Arykanda Antik Kenti

Doğal ve Kültürel Miras Antik Kent

Lykia bölgesinin doğusunda yer alan Arykanda, Finike ve Elmalı ilçelerinin arasındaki yol üzerinde bulunan Arif Köyü’nün kuzeyinde yer almaktadır. Charles Fellows, 1838 yılında Lykia bölgesine yaptığı ikinci seyahatinde Arif Köyü'nün yakınındaki kalıntıların Arykanda’ya ait olduğunu saptamıştır. Kentteki bilimsel kazılar, 1971 yılında Prof. Dr. C. Bayburtluoğlu tarafından başlatılmıştır. Arykanda’dan söz eden antik yazar Pindaros (MÖ V. yüzyıl), kentteki Helios kutsal alanından söz etmiştir. Diğer bir antik yazar Yaşlı Plinius (MS 23-79), “Thrak soyundan gelen bir halkın ve Milyaslılar’ın kenti Arykanda” olduğunu belirtmektedir. Agatharkides’den alıntı yapan Athenaios, Arykandalılar hakkında: "Limyralılar’a komşu bölgede yaşayan Lykialı Arykandalılar savurganlıkları ve müsrifliklerinden dolayı borçlandılar ve bu borçları ödeyemeyecek duruma geldiler çünkü onlar çılgın ve macera seven bir halktı, kendilerini borçlarının affedileceği düşüncesiyle inandıkları Mithridates’in hırslı planlarına kaptırmışlardı…” bilgisini vermektedir.

Arykanda isminin etimolojisi üzerine yapılan çalışmaya göre Ary-ka-wanda, Luwice’de yüksek kayalığın yanındaki yer anlamına gelmektedir. Kentin tarihi, filolojik olarak Luwi kökenli Ary-ka-wanda adıyla MÖ üç bin başlarına kadar uzanmaktadır. Eldeki en erken tarihli arkeolojik veriler ise MÖ ikinci bine tarihlenen iki taş baltadır. Batı Nekropolisinde ve Arif Köyü'nün içerisinde tespit edilen Lykia tipi kaya mezarları ve Protogeometrik dönem seramikleri kentte MÖ IV. yüzyıldan öncesine giden önemli verilerdir. Ayrıca kazılarda bulunan Attika’dan ithal seramiklerin yanı sıra Lykia Dynastı Kuprlli ve Aquawami’ye ait sikkeler Hellenistik dönem öncesine tarihlenmektedir. Yerleşimde ele geçen sikkeler özellikle MS IV. yüzyılın üçüncü çeyreğindeki ekonomik canlanmaya işaret etmektedir.

## Verilen kayıtlar:
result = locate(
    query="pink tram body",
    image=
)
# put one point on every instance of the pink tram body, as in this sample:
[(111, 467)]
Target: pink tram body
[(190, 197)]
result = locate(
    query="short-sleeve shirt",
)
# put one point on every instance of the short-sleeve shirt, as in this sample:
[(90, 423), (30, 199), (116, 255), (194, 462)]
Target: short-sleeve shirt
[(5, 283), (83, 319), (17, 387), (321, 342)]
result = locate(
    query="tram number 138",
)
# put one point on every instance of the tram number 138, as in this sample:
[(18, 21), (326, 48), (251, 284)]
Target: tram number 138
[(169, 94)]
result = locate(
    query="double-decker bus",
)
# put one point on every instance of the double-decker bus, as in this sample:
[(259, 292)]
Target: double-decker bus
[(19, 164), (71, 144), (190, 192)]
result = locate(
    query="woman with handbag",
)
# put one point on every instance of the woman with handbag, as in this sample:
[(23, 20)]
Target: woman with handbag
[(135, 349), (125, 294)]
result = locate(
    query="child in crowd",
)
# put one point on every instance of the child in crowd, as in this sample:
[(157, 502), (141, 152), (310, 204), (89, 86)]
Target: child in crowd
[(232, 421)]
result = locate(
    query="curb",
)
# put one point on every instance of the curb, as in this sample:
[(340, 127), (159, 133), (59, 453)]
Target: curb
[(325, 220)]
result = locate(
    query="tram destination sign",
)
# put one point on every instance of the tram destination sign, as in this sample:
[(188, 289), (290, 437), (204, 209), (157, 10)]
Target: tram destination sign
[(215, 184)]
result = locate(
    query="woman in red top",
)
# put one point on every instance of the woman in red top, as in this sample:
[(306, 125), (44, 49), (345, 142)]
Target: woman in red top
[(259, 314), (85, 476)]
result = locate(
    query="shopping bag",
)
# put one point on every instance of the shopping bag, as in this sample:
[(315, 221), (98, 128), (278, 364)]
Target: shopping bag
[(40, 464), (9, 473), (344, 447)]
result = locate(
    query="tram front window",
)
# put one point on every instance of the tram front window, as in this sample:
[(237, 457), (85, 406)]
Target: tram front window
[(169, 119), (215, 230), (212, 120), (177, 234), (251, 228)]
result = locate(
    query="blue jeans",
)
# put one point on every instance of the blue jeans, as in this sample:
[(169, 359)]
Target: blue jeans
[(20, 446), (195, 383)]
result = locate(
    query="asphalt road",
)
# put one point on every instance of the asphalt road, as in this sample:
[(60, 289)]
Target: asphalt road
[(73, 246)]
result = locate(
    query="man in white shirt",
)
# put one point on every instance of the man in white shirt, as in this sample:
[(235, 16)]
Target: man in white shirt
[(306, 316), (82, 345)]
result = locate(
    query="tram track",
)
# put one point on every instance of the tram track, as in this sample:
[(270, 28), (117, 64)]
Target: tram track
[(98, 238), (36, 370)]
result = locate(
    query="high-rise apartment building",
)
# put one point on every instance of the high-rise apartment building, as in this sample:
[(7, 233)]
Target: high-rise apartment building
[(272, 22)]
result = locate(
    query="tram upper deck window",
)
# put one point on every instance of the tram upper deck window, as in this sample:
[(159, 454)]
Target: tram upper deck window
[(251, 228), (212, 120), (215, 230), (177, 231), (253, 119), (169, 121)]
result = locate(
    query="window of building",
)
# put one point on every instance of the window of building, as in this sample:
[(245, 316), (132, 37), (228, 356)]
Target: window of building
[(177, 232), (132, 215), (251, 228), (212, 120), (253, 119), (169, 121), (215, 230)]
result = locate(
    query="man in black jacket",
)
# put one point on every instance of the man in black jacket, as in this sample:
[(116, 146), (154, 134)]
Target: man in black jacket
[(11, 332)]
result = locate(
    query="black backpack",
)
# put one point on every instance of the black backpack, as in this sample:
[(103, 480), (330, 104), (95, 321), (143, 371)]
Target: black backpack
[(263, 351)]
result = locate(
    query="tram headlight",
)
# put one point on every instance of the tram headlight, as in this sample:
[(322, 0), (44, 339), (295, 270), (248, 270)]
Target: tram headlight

## Yapılacak işler:
[A] Lütfen kayıtların ilk satırından "[(5, 283), (83, 319), (17, 387), (321, 342)]" geçen satıra kadar (iki uç da dahil) olan satırları, "pink" yerine "red" koyarak ve geri kalan her şeyi aynen bırakarak yeniden yazın.
[B] Arykanda antik kenti üzerine olan metni kaldığı yerden sürdürün.
Metin ile kayıtlar birbirinden bağımsız malzemelerdir.

## Alıştırma yanıtları:
[A]
result = locate(
    query="red tram body",
    image=
)
# put one point on every instance of the red tram body, as in this sample:
[(111, 467)]
Target: red tram body
[(190, 197)]
result = locate(
    query="short-sleeve shirt",
)
# put one point on every instance of the short-sleeve shirt, as in this sample:
[(90, 423), (30, 199), (116, 255), (194, 462)]
Target: short-sleeve shirt
[(5, 283), (83, 319), (17, 387), (321, 342)]

[B]
Arykanda’da ele geçen buluntular, Lykia bölgesi Ptolemaioslar’ın hâkimiyetine girdiği dönemde kentin ekonomik yönden güçlendiğini göstermektedir. Kentin bu dönemdeki ekonomik gücünün nedeninin sedir ticareti veya Arykanda’nın kıyıyı içe bağlayan yol güzergâhı üzerinde olmasından kaynaklandığı düşünülmektedir. MÖ 197/196 yılından itibaren bölgeyi Suriye kralı III. Antiokhos ele geçirmiştir. III. Antiokhos’un Magnesia Savaşı’nda Roma’ya yenilmesiyle Roma’nın egemenliği altında kalan bölge MÖ 188/187’de Rhodos’a verildi. Lykialılar’ın Rhodos yönetimine karşı çıkma mücadeleleri sonrasında da bölge MÖ 168/167 yılında Roma Senatosu tarafından bağımsız ilan edilmiştir. Ardından Lykia Birliği’nin bir üyesi olarak Arykanda’nın tek oy hakkı bulunmaktaydı. Yerleşimde Hellenistik döneme ilişkin buluntuların çoğunluğu kentin akropolisinde ele geçmiştir.

Octavianus’un Asia ve Galatia seferinden sonra MÖ I. yüzyılda Pax Romana ile sağlanan barış ortamından Lykia bölgesindeki kentlerle birlikte Arykanda da etkilenmiştir. Büyük olasılıkla MÖ I. ve MS I. yüzyıllar arasında kent alanının genişlemesi ve yeni kamu yapıların inşa edilmesi bu etkinin göstergesi olmalıdır. Bölge İmparator Claudius döneminde, MS 43 yılında Roma tarafından ilhak edilerek bağımsızlığını kaybetmiştir.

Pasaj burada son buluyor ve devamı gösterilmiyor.